> [Instructions to follow] Each entry below is to be printed verbatim.

(Items listed in a dataset)
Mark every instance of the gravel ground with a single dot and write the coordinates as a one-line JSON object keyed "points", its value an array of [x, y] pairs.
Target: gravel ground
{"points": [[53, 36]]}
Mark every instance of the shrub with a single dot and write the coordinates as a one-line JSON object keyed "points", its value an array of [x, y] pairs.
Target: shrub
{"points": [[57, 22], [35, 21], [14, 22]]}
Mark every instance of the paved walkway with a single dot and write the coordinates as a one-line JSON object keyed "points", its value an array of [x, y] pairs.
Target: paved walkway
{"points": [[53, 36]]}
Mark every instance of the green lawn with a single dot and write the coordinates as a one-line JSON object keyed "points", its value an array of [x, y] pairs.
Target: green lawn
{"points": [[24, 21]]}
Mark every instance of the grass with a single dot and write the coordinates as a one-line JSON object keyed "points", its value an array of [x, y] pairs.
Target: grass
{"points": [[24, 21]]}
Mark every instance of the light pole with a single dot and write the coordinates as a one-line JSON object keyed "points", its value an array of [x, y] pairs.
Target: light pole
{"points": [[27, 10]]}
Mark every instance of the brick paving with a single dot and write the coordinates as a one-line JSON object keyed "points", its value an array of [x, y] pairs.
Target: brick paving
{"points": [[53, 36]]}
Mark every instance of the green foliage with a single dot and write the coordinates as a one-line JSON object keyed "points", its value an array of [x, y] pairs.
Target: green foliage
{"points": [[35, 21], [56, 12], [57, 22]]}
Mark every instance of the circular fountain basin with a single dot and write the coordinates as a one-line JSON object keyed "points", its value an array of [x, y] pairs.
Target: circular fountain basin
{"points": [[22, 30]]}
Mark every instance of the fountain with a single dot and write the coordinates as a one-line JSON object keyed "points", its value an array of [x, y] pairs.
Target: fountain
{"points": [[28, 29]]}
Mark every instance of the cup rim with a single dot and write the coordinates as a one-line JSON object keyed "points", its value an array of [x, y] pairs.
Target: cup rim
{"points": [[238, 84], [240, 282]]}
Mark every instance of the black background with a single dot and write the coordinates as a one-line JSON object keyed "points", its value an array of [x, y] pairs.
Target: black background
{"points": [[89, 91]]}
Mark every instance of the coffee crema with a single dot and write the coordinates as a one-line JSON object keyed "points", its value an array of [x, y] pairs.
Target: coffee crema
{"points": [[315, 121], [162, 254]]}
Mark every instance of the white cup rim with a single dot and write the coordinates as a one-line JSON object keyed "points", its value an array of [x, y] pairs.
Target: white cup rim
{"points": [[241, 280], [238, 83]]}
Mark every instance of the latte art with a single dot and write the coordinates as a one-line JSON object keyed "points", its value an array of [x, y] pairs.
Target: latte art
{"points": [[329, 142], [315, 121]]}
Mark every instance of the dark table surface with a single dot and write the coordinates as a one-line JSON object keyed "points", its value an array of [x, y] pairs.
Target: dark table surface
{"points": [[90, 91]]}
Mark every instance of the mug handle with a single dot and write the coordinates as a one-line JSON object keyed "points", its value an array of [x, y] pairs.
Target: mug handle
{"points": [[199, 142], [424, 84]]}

> [Final answer]
Mark every instance of the gravel ground with a single dot and write the coordinates as a one-line JSON object keyed "points", its value an array of [x, y] pairs.
Target: gravel ground
{"points": [[53, 36]]}
Mark every instance of the shrub with a single dot and write the coordinates as a one-line JSON object keyed "points", its value an array of [x, y] pairs.
Target: shrub
{"points": [[57, 22], [35, 21], [14, 22]]}
Mark every instance of the paved walkway with a single dot and write the coordinates as a one-line JSON object keyed "points", its value an array of [x, y] pairs.
Target: paved walkway
{"points": [[53, 36]]}
Mark every instance of the green lawn with a single dot and write the coordinates as a one-line JSON object keyed "points", its value an array of [x, y] pairs.
Target: green lawn
{"points": [[24, 21]]}
Mark every instance of the grass with a single dot and write the coordinates as a one-line JSON object keyed "points", its value an array of [x, y] pairs.
Target: grass
{"points": [[24, 21]]}
Mark every instance of the light pole with a single dot and write the coordinates as a one-line JSON object keyed "points", its value an array of [x, y] pairs.
Target: light pole
{"points": [[27, 10]]}
Mark every instance of the brick paving with a single dot and write the coordinates as a one-line JSON object keyed "points", its value an array of [x, y] pairs.
Target: brick paving
{"points": [[53, 36]]}
Mark every instance of the green foliage with a single dot and write the coordinates as a one-line JSON object keyed "points", its value an array of [x, y] pairs.
Target: green foliage
{"points": [[35, 21], [56, 12], [57, 22]]}
Mark every instance of the circular fountain basin with a single dot and write the coordinates as a one-line JSON object keyed "points", its value an array of [x, y] pairs.
Target: circular fountain basin
{"points": [[22, 30]]}
Mark every instance of the fountain with a single dot and write the coordinates as a one-line JSON object keyed "points", its value an array of [x, y] pairs.
Target: fountain
{"points": [[28, 29]]}
Mark every instance of the cup rim with a single dot and write the coordinates as a one-line JSON object keyed "points", its value an array of [x, y] pairs.
Target: cup rim
{"points": [[238, 84], [240, 282]]}
Mark every instance of the black background with a single dot and write the coordinates as a one-line JSON object keyed "points", its value an array of [x, y] pairs.
Target: black background
{"points": [[89, 91]]}
Mark every instance of the coffee crema with a single dot and write the coordinates as a one-line JSON object keyed "points", its value an array of [x, y] pairs.
Target: coffee crema
{"points": [[315, 121], [162, 254]]}
Mark every instance of the white cup rim with a single dot and write the coordinates as a one-line JSON object keyed "points", its value an array of [x, y] pairs.
Target: white cup rim
{"points": [[241, 280], [238, 83]]}
Mark every instance of the latte art with a single dot and write the coordinates as a one-line JSON object keyed "points", its value an array of [x, y] pairs.
Target: latte art
{"points": [[329, 142], [315, 121]]}
Mark every instance of the dark table surface with a single dot and write the coordinates as a one-line JSON object keyed "points", its value an array of [x, y] pairs.
Target: dark table surface
{"points": [[90, 91]]}
Mark every instance of the mug handle with a single dot and write the coordinates as a one-line JSON object keyed "points", its value an array of [x, y] pairs.
Target: mug handle
{"points": [[199, 142], [424, 84]]}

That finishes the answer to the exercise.